I have found it a great joy and privilege in the woods merely to sit and listen. Doing so over the course of your youth develops within you certain gifts: the ability, for example, to close your eyes and tell what time of year it is solely by the manner in which the leaves rustle. So precious were the woods to me during my own youth that I went through periods during which I loathed to leave them at all and would spend the entire weekend, day and night, within their confines. In preparation for a night’s slumber in the forest I would always try to find the thickest bed of bracken to lie down on—often set on the north face of a hillside beneath a dense stand of mountain laurel or rhododendron. If I had heard tell of rain or knew of its coming by other means, I would choose a spot where the leaves on the overhanging branches were thickest so that they might shield me. Otherwise, I slept beneath an opening in the canopy where I might contemplate the moon’s cataract or the slow sweep of the stars. Then I would fall into an untroubled yet attuned slumber known only to hunters and other forest folk. Sometimes it seemed to me as though the ragged brittle leaves and sharp pine needles I had heaped about and upon my body were the forest’s version of the protective wings of some great loving bird which sought to enclose me in a downy safety. And I loved how the pale white sycamore branches, rising from the low watery places and visible sometimes even in a moonless dark, called to mind bone or silk depending on my mood. They came to be a second home to me, those woods, though a full understanding of them would always evade me. I never felt fearful or restless there, but rather loved that long silence which has been likened to death but in truth was merely the life of the place.

Stored data entries
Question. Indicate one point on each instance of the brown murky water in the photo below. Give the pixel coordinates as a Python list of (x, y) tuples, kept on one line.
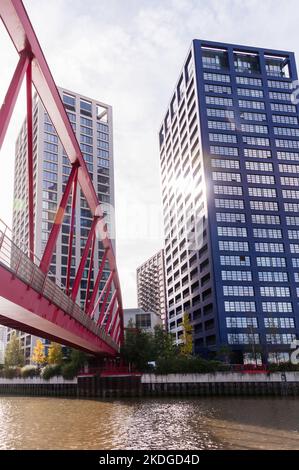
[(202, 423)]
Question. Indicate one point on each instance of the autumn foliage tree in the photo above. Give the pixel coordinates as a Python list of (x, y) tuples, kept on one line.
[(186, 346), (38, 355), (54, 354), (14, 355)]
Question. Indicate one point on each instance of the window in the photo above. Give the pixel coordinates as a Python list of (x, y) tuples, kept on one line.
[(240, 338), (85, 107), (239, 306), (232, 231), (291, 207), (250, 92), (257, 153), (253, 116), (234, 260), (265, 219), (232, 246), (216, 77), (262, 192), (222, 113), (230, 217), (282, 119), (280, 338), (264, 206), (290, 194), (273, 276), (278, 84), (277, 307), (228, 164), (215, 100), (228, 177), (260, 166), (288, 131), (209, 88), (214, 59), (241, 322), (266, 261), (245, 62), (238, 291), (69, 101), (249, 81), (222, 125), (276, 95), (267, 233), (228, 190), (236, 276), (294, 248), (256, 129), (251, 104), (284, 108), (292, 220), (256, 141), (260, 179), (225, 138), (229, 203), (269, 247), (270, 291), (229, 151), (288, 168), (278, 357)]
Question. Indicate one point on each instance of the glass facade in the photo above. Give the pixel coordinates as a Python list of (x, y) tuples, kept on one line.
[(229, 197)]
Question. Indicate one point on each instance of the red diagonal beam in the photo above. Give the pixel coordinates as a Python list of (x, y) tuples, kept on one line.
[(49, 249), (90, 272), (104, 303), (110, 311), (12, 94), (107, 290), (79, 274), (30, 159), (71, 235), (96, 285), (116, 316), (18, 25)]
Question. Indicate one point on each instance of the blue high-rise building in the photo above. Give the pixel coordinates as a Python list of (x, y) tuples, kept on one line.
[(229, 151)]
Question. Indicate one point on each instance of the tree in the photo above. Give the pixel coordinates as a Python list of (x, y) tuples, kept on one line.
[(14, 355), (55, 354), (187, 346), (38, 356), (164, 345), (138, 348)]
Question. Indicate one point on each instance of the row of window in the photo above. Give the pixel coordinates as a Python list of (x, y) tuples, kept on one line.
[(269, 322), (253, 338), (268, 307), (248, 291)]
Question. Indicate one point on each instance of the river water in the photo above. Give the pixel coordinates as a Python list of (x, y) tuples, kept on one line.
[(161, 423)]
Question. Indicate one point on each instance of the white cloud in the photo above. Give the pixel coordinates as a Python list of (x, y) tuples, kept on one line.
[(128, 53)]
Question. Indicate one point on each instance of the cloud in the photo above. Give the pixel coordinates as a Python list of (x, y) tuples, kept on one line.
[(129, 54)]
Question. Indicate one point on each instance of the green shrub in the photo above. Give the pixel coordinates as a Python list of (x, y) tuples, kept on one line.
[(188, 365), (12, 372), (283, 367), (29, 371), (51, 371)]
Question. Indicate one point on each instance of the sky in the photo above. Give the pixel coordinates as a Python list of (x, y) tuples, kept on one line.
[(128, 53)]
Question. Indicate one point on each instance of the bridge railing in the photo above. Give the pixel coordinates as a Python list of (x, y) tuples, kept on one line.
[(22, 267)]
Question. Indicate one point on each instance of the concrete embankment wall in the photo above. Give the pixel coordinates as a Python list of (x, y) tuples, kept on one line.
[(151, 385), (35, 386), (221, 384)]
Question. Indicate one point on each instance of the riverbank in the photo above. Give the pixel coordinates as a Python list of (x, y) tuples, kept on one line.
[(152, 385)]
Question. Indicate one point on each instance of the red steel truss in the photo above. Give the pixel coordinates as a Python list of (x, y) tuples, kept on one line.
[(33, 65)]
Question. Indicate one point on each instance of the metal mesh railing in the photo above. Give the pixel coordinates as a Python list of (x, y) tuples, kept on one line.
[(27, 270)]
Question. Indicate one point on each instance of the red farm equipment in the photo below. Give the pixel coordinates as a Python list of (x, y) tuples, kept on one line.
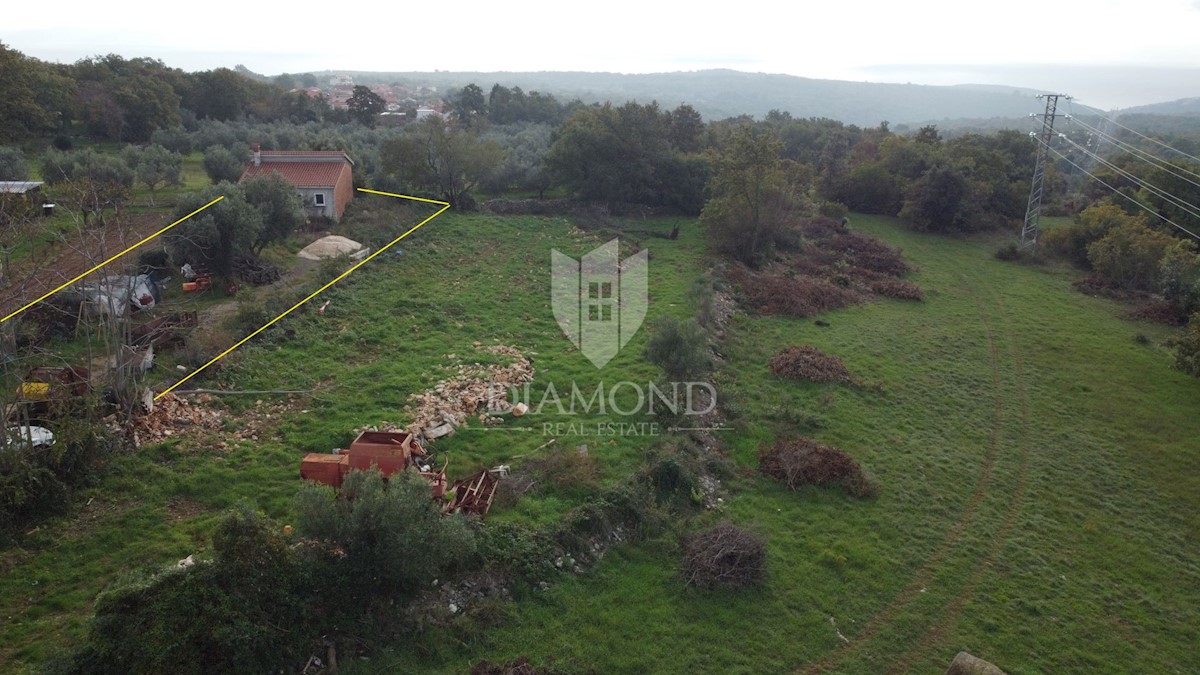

**Instructions to follow**
Pick up the passage about spending nights in the woods and carry it on from its final sentence.

**Response for this exercise**
For all their subtle teeming life, it remains forests are places which know death constantly, that rely on it in fact for the ongoing promulgation of their life systems. The most notable human participation in death’s function in a wood or grove nowadays presents itself via the mostly lamentable pastimes of logging and hunting. The former most often takes the form of outright annihilation—the severe alteration of the environment into a non-forest: something unrecognizable, or even just “not”—while the latter, though distasteful to many forest lovers, visits a far more negligible impact. Yet the endgame of both actions is “caused death,” which is really a form of murder. I continue to count a number of hunters and loggers among my friends, despite the fact I consider them death dealers by virtue of their craft. And I myself—having grown up on a farm and cut short the life of many a tree and creature—would be remiss not to acknowledge my complicity in such actions. But then we might say something similar of undertakers and doctors who specialize in terminal maladies. There is, after all, an art in the way a being chooses to render death; there is too an art of dying. And at least one of those blank canvases will be set before each of us, ready or not, at a certain time, appropriate or not, during the course of one’s life.

Remember that setting predominantly is important in a narrative because it draws the reader into your written world. Setting can also be like another character in your story; it can make things happen.

Keep in mind, too, that setting should be a pleasurable creative exercise rather than a chore. It can be quite fun developing a world consisting largely of your own whims and preferences.

Lastly, remember that the story of your world—of your own particular setting—often is a wonderful and inspiring place to start your story.

The least you need to know

·  Setting is its own functioning world and should appear lifelike.

·  Photos can help you order and detail your setting.

·  Settings should emit a sense of atmosphere that gives readers feelings and impressions about what they’re reading.

·  Settings should be intertwined with action to help propel your narrative.